*The problem*
Please give an exact copy of every line from the one holding "Return one point for each instance of the overcast" through the final line of the records below.

*Input*

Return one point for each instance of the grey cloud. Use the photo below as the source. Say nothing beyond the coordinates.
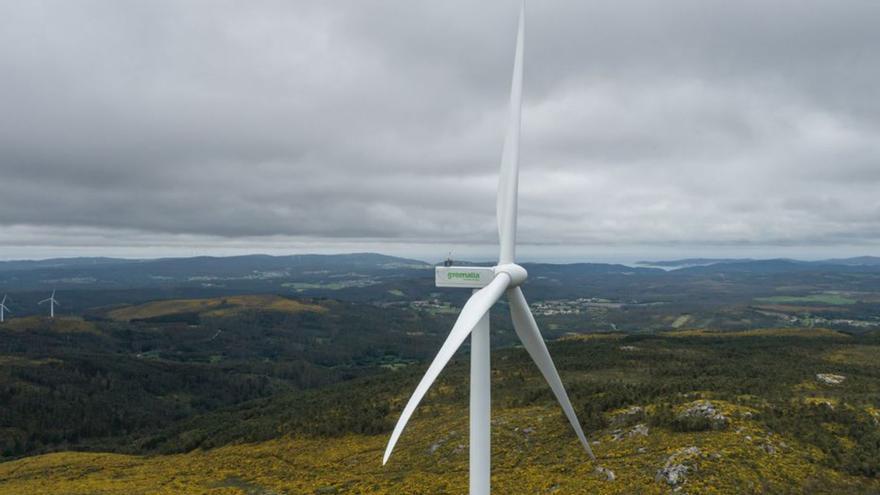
(689, 123)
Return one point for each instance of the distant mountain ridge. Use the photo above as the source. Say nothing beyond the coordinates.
(698, 262)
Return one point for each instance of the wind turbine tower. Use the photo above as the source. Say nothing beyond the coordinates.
(489, 284)
(3, 309)
(52, 303)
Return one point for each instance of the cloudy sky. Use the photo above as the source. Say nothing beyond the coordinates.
(650, 128)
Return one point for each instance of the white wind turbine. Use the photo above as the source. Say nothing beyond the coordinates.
(473, 320)
(52, 303)
(3, 309)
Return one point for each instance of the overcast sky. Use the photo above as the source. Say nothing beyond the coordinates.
(650, 128)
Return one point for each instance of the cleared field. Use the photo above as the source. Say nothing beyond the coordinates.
(831, 299)
(218, 307)
(763, 332)
(61, 324)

*Solution to this problem*
Return one point for each instance of the overcast sky. Use the photo above as the source. Say nothing beyond the coordinates.
(650, 128)
Return one point for each instance of the cleared field. Use the photo above as the source. Say nothing beyond the coordinates.
(831, 299)
(218, 307)
(763, 332)
(61, 324)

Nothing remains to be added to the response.